**EXERCISE DETAILS:** Write out, please, the line containing "Would you mind pointing out the sky" together with all lines after it, up to and including the last one, with no other output.

--- Start of RECORD LIST ---

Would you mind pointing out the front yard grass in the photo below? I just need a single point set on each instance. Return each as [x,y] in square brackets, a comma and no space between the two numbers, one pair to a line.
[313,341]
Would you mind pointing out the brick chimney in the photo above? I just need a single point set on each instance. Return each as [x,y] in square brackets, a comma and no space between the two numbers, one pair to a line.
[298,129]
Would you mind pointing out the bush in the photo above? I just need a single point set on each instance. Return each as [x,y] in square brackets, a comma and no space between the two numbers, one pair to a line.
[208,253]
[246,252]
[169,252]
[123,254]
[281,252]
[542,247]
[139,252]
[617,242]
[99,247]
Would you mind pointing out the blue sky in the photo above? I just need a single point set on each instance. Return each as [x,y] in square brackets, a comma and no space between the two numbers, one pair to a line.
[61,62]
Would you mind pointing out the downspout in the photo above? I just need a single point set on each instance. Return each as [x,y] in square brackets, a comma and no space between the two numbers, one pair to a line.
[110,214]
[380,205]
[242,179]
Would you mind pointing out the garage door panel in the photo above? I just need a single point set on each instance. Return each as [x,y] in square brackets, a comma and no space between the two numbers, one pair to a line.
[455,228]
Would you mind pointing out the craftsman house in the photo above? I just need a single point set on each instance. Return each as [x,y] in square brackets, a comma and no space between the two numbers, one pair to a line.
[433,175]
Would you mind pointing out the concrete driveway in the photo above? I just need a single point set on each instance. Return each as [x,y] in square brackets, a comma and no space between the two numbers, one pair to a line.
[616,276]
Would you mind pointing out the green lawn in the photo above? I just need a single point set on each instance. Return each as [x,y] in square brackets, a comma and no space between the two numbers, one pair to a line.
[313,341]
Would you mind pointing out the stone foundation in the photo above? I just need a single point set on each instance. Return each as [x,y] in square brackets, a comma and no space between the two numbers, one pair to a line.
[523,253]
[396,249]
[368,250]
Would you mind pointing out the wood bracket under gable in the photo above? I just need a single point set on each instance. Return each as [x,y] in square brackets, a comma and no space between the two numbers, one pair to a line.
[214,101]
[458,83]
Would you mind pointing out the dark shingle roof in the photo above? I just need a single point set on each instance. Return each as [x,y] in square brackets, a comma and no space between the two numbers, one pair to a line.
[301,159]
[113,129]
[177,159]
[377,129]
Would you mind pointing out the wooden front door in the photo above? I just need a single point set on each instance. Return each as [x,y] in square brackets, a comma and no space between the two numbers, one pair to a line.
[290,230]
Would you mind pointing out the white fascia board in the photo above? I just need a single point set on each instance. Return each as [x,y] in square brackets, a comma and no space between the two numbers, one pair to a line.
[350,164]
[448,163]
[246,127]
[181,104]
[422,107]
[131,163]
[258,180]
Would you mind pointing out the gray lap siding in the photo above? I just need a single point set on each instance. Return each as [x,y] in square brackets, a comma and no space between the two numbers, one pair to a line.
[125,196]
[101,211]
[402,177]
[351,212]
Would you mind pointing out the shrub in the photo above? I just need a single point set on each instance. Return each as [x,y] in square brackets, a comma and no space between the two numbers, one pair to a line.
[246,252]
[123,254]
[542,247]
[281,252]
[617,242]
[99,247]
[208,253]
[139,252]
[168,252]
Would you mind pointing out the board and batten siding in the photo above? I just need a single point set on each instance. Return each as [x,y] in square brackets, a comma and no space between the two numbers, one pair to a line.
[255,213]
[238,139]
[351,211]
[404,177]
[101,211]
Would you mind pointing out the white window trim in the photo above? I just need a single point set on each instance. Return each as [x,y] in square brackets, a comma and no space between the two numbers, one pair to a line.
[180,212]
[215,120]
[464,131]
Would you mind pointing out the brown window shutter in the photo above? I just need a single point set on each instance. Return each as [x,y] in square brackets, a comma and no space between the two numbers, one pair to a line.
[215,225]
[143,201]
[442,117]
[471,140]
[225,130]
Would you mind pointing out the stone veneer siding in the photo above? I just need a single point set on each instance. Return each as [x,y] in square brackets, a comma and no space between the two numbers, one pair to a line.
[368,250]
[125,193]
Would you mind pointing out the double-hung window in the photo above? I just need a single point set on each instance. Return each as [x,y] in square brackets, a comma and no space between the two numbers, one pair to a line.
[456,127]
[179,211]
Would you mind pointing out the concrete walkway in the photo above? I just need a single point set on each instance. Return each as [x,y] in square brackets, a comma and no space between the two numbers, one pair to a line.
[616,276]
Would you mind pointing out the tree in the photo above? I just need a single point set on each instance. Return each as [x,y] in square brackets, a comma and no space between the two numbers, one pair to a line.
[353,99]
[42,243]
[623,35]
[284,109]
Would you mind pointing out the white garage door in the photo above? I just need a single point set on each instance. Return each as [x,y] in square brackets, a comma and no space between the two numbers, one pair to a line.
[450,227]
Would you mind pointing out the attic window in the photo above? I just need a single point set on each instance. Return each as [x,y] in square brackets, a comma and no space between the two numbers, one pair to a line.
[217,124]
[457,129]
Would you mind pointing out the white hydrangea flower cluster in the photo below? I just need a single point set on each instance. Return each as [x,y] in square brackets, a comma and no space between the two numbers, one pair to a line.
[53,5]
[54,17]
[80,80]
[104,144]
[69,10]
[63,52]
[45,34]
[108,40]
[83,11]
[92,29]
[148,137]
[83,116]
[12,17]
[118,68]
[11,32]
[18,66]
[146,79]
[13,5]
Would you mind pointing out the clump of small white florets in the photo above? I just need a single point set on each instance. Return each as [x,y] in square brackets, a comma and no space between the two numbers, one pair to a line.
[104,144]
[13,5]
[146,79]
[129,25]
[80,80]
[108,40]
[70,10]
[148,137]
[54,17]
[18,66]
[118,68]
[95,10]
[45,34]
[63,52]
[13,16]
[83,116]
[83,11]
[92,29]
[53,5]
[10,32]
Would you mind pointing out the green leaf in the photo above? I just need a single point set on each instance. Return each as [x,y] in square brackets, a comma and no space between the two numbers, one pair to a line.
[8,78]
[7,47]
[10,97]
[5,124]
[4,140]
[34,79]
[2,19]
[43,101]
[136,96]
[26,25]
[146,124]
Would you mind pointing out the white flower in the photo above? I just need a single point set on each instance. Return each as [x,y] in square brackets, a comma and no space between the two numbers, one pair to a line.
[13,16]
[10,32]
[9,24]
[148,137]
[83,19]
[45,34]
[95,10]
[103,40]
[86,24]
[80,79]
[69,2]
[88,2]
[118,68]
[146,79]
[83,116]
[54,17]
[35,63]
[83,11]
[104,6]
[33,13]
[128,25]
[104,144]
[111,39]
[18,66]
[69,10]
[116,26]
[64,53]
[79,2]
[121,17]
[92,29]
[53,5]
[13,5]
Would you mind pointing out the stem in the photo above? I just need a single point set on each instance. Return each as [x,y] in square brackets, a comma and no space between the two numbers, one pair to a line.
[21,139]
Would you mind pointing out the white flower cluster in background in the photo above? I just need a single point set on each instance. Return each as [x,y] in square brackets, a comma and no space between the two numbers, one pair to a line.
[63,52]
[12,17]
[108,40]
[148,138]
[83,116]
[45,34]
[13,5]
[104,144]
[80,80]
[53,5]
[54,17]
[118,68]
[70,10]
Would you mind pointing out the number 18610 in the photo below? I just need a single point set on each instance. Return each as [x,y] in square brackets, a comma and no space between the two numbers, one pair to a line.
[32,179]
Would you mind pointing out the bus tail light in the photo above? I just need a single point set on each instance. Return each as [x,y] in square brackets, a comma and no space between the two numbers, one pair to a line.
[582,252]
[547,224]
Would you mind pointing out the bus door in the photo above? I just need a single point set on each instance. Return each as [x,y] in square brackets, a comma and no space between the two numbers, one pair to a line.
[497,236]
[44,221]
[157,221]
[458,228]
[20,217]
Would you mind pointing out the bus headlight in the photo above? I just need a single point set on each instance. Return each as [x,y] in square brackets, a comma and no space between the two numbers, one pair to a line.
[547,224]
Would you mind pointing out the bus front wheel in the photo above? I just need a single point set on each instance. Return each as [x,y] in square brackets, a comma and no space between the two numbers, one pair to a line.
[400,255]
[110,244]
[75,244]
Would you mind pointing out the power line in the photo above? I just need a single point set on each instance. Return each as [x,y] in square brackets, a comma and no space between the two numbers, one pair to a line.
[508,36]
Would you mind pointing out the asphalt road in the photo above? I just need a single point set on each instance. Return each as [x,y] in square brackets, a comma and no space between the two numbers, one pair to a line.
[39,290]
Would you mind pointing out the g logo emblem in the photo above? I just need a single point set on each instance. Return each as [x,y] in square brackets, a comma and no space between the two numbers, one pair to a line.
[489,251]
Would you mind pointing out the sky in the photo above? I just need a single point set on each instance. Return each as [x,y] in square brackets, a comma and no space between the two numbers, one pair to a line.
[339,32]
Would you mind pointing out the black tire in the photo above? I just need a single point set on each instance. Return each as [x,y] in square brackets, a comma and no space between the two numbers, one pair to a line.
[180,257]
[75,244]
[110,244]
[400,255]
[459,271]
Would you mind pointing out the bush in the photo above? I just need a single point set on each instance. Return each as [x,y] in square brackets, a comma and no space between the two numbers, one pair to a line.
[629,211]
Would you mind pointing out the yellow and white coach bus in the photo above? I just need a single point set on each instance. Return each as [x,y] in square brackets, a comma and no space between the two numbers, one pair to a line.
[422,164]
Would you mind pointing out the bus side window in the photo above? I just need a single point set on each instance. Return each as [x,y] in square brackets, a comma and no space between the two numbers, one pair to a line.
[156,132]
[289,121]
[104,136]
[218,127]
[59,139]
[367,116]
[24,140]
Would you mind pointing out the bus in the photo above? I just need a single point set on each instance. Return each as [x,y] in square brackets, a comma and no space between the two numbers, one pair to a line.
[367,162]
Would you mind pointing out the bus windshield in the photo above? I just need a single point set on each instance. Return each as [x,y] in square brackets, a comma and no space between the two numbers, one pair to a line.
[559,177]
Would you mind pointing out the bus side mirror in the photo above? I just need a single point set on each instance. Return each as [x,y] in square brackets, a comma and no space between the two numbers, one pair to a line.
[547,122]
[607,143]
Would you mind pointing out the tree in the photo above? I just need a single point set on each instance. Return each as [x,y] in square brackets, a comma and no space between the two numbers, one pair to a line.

--- End of RECORD LIST ---

**RESPONSE TO THIS TASK:**
Would you mind pointing out the sky in the photo above? I just need a single point set on each instance. Return each as [x,y] in square brackets, a comma and no space between the two numbers, one pair to a line.
[339,32]
Would you mind pointing out the black tire in the photo above? I just need a single point set on each instance. Return each as [x,y] in square brackets, a comma and no space between the two numbers, one pair to a line.
[180,257]
[75,244]
[110,244]
[400,255]
[459,271]
Would you mind pointing out the bush in the photo above? I just need a single point set on each instance. Return each as [x,y] in square brackets, a comma and no space between the two numbers, one pair to a line.
[629,211]
Would you mind pointing out the yellow and white coach bus in the photo above? I just need a single point set on each instance. Return each as [x,y] in square brackets, a comma and no space between the two numbers, one pair to a line.
[422,164]
Would you mind pointing out the bus side window in the photo above? I just need a single point set on each instance. Return each as [x,y] in square brackets, a comma and no space between the two numbers, one pair to a line.
[156,132]
[289,121]
[104,136]
[218,127]
[59,139]
[367,116]
[24,140]
Would you mind pointing out the bus in the photo above? I just need a single point set on each instance. Return each as [x,y] in square brackets, a comma and no space between the two numbers, one pair to a line.
[367,162]
Would you mind pointing out the bus windshield in the photo above? I just need a single point set on each instance. Return each as [x,y] in square brackets, a comma and no space between the two numbers, one pair to a line.
[559,177]
Would you mind pointing out the bus side mirror in the photo above? I just need a single point set on each instance. Return each as [x,y] in square brackets, a comma and no space between the two numbers, one pair to a line.
[547,122]
[607,143]
Would you mind pointing out the tree in the photo above? I just need a single point set on each instance. Return each as [x,y] in square brackets, a comma and no space between the two numbers, one pair to a line.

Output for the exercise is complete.